* EXTRAIT À LIRE
****************

Les défaillances sont donc de différentes natures: d'abord, en s'appuyant sur la biographie, la critique traditionnelle prend le risque de croire que le moi profond, est à peu près le même que le moi social. Ensuite, en se fondant plus ou moins sur l'histoire, on s'expose aux inexactitudes, ou aux interpolations. C'est ainsi que le fait que Racine ait reçut une éducation janséniste a fait couler beaucoup d'encre, de même que sa fréquentation de Louis XIV en tant que courtisan. Or, en eux même, ces éléments exposent, mais n'expliquent pas. C'est pourquoi on a pu dire que l'ancienne critique en était parvenu à une sorte d'impasse tautologique, en ce que, dans son analyse, elle se contentait de répéter les idées, sans les expliciter, en ce qu'elle condensait en simplifiant ce qu'un auteur avait dit, sans chercher à savoir ce que l'auteur, en disant, avait voulu dire.

  1. La Naissance de la Nouvelle Critique

  1. Refus de l'analyse biographique et historique
  2. En marge de cette tradition se constitue une "nouvelle" critique littéraire, qui se heurtera à l’université dans les années soixante; l’un de ces affrontements les plus connus reste la polémique entre un professeur de la Sorbonne, R. Picard, auteur d’une somme sur la carrière de Jean Racine, et Roland Barthes, auteur d’un Sur Racine "structuraliste". Raymond Picard, comme on s'y attend, croit qu'il y a une connaissance possible sur le sujet de Racine, et qu'il faut tendre vers elle, alors que pour Barthes: " "Objectivité", "Goût", "Clarté", "ces règles", ne sont plus de notre temps: les deux dernières viennent du siècle classique, la première du siècle positiviste."

  3. Refus de l'existence d'une vérité objective
  4. La Nouvelle Critique refuse donc toute forme d'objectivité. C'est ce qu'explique ingénieusement Doubrovsky dans son ouvrage Pourquoi la Nouvelle Critique: "Un fantôme hante la critique traditionnelle, qu'il faudrait, une fois pour toutes exorciser. Il y aurait, quelque part, là-bas, au XVIIème siècle, un "vrai sens" du théâtre de Racine ou de Corneille, déposé dans les entrailles du temps, modèle initial qu'il faudrait seulement, tel le souvenir bergsonien, faire remonter à la surface. Il n'existe, pourtant, pas plus de Racine-en-soi que de chose-en-soi." Si donc une majeure partie de la Nouvelle Critique considère qu'il n'y a pas de vérité ni de connaissance objective, quels sont ses objectifs et son intérêt, et avant tout, bien sûr, ses instruments?

****************

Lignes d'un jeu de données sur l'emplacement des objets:
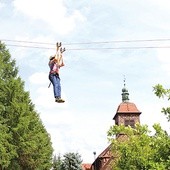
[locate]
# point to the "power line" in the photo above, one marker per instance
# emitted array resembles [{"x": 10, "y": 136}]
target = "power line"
[
  {"x": 85, "y": 49},
  {"x": 95, "y": 42},
  {"x": 16, "y": 43}
]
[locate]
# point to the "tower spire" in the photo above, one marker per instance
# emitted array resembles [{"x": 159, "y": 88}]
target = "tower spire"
[{"x": 125, "y": 94}]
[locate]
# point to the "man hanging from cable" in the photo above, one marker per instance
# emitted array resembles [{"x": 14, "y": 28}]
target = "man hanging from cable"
[{"x": 55, "y": 63}]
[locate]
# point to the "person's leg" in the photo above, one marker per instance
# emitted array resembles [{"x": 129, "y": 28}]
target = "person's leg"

****************

* LISTE DES TÂCHES
[1] Pouvez-vous recopier toutes les entrées en substituant « one marker per object » à « one marker per instance », sans rien modifier d'autre et sans reproduire les images ?
[2] Pourriez-vous reprendre le texte sur la Nouvelle Critique et le poursuivre à partir de sa dernière phrase ?

* RÉPONSES AUX TÂCHES
[1]
[locate]
# point to the "power line" in the photo above, one marker per object
# emitted array resembles [{"x": 10, "y": 136}]
target = "power line"
[
  {"x": 85, "y": 49},
  {"x": 95, "y": 42},
  {"x": 16, "y": 43}
]
[locate]
# point to the "tower spire" in the photo above, one marker per object
# emitted array resembles [{"x": 159, "y": 88}]
target = "tower spire"
[{"x": 125, "y": 94}]
[locate]
# point to the "man hanging from cable" in the photo above, one marker per object
# emitted array resembles [{"x": 14, "y": 28}]
target = "man hanging from cable"
[{"x": 55, "y": 63}]
[locate]
# point to the "person's leg" in the photo above, one marker per object
# emitted array resembles [{"x": 129, "y": 28}]
target = "person's leg"

[2]
  5. Instruments de la Nouvelle Critique

En fait, la Nouvelle Critique tente d'appliquer les langages et les pensées modernes à des œuvres, des œuvres que nous rappelons classiques. En témoigne cette pensée de Roland Barthes dans son polémique ouvrage Sur Racine: "Parler de Racine, ce n'est nullement proposer une vérité définitive de Racine, c'est participer à notre propre histoire en essayant sur Racine notre langage: celui qui est utilisé doit à la psychanalyse et au structuralisme." Ailleurs, et nous y reviendrons, il affirme: "la sanction du critique, ce n'est pas le sens de l'œuvre, c'est le sens de ce qu'il dit." Ceci est lourd de sens, ceci signifie que l'on refuse à une œuvre un autre sens que le sens que lui donne son lecteur, sens qui est donné par un langage précis à un moment donné. D'où une approche des textes en perspectives: l'œuvre devient un patrimoine éternel dans lequel, au fil des générations, on peut puiser des éléments toujours nouveaux pour la simple et bonne raison qu'elle n'a pas un sens fixe.

  1. Racine et les problèmes d'une relecture

  1. Cette Critique a-t-elle objet, y a-t-il un Racine-en-soi?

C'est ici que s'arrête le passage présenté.